------ EXTRAIT DU TEXTE
Nous en sommes donc déjà à 3 avenants à négocier et signer dans l’urgence !
L’article 26 supprime la possibilité pour les médecins secteur II d’adhérer au régime SSI pour leur couverture sociale, supprime même le régime SSI, et donc rattache tout le monde au régime PAMC. Avec comme conséquence immédiate l’assujettissement à la surcotisation Assurance Maladie (comme les secteur I) pour les dépassements d’honoraire et les activités non conventionnées. Avec, cerise sur le gâteau, la surprise que cette surprime ne sera plus de 3,25% comme actuellement, mais fixée par décret au bon vouloir du Ministre !
Le but est de clairement « tuer » le secteur II, déjà mis à mal par les avenants OPTAM très défavorables à la profession, et d’empêcher les médecins de diversifier leur activité en faisant « autre chose » que du soin pur. Au risque de faire fuir les médecins secteur II hors de l’OPTAM et de leur faire encore plus augmenter leurs dépassements pour compenser cette surcotisation.
------------
------ LIGNES DE DONNÉES
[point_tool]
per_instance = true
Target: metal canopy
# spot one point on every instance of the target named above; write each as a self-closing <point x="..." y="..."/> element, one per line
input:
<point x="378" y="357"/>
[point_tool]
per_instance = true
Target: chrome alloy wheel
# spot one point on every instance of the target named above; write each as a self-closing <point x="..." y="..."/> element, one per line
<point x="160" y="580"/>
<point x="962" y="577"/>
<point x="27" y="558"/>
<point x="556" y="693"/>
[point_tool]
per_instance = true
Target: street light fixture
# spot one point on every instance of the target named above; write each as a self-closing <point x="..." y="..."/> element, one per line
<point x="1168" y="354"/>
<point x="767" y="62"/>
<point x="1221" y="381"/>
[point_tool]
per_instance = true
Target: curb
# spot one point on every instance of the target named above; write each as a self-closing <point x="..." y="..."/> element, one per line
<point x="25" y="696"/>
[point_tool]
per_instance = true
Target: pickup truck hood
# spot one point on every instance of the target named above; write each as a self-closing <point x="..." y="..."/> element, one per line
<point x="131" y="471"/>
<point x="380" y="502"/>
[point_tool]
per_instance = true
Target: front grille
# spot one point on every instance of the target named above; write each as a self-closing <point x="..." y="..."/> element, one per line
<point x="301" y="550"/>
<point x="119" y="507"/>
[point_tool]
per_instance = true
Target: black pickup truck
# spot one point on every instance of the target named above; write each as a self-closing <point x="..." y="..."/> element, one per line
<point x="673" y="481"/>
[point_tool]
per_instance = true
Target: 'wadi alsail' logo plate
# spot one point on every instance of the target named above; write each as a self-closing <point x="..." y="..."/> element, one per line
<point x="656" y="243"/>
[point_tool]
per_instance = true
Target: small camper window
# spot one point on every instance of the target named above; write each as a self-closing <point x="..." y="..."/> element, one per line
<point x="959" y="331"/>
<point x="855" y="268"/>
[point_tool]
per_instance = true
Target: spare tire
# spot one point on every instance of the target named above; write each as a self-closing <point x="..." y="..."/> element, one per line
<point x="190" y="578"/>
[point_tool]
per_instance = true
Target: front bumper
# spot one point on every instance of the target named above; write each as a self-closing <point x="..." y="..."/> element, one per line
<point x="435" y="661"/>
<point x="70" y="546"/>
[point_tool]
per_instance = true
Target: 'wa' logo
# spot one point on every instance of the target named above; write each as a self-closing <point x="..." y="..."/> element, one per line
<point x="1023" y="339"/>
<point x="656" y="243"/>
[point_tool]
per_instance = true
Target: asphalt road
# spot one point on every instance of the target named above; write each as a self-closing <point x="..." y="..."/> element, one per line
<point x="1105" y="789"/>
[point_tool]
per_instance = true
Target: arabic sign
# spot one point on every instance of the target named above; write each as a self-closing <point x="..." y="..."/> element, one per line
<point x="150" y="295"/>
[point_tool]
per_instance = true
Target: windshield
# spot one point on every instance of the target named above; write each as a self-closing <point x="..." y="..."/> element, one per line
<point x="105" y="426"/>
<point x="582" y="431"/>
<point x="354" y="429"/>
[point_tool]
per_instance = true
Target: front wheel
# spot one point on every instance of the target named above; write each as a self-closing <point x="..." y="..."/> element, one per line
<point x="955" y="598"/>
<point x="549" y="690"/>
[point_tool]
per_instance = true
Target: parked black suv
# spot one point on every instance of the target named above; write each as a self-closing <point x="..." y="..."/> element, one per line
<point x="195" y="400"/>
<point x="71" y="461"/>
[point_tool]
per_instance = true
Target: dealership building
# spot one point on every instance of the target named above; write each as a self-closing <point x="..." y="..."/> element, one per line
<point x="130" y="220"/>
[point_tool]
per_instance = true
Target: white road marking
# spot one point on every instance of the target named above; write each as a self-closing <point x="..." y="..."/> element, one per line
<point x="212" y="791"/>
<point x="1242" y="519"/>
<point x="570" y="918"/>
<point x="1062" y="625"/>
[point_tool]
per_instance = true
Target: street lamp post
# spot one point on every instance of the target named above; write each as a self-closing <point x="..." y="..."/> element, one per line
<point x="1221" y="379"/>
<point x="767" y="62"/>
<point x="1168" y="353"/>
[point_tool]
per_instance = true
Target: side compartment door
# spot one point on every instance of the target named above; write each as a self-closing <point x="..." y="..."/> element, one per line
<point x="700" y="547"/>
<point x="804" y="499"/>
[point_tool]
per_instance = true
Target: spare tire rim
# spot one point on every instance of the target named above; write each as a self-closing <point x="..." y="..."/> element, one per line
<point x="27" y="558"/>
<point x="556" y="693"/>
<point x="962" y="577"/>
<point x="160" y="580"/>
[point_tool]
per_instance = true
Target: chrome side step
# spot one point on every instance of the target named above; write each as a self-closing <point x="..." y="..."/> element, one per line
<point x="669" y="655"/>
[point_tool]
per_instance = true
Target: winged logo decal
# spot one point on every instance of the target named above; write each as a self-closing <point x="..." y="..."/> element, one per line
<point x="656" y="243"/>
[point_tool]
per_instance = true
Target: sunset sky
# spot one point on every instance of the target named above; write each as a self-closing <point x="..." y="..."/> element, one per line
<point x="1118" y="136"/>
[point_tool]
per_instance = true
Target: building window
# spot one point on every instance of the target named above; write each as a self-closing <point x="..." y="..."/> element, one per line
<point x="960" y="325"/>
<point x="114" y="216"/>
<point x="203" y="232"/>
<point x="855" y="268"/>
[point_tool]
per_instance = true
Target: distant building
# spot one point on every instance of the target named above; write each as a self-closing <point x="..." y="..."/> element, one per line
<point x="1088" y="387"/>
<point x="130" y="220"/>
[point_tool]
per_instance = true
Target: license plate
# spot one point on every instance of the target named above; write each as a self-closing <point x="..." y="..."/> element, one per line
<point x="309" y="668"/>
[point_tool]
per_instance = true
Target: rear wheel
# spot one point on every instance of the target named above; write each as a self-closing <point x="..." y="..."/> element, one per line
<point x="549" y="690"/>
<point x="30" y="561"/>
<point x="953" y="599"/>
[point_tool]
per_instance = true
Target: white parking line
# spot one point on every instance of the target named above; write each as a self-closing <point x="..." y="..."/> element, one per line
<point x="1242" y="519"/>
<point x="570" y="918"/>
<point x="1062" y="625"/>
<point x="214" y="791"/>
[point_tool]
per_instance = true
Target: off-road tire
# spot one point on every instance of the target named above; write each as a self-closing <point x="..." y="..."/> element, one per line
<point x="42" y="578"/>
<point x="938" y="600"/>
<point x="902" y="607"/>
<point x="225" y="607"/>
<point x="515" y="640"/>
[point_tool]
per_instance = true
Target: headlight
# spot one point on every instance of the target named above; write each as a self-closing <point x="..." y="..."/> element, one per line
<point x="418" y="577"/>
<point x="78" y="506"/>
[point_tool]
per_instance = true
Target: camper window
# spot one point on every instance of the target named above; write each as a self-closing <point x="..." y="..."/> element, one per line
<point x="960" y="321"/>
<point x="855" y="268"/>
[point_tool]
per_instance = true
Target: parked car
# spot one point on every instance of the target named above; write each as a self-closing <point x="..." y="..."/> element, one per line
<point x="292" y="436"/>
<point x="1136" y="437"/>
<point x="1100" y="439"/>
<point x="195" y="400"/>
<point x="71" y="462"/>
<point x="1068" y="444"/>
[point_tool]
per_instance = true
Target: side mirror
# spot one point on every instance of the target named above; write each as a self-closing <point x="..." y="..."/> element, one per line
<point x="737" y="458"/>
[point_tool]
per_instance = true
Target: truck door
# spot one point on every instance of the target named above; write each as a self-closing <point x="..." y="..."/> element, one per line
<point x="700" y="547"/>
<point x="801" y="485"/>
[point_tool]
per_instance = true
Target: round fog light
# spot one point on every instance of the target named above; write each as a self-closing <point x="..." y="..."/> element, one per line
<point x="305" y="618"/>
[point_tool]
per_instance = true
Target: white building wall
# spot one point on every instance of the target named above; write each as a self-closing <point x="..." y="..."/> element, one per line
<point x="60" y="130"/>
------------
▶ _OBJECTIF DE L'EXERCICE_: Recopiez le passage du texte sur le secteur II compris entre « Le but est de » et « compenser cette surcotisation. », inclus.

▶ _CORRIGÉ_:
Le but est de clairement « tuer » le secteur II, déjà mis à mal par les avenants OPTAM très défavorables à la profession, et d’empêcher les médecins de diversifier leur activité en faisant « autre chose » que du soin pur. Au risque de faire fuir les médecins secteur II hors de l’OPTAM et de leur faire encore plus augmenter leurs dépassements pour compenser cette surcotisation.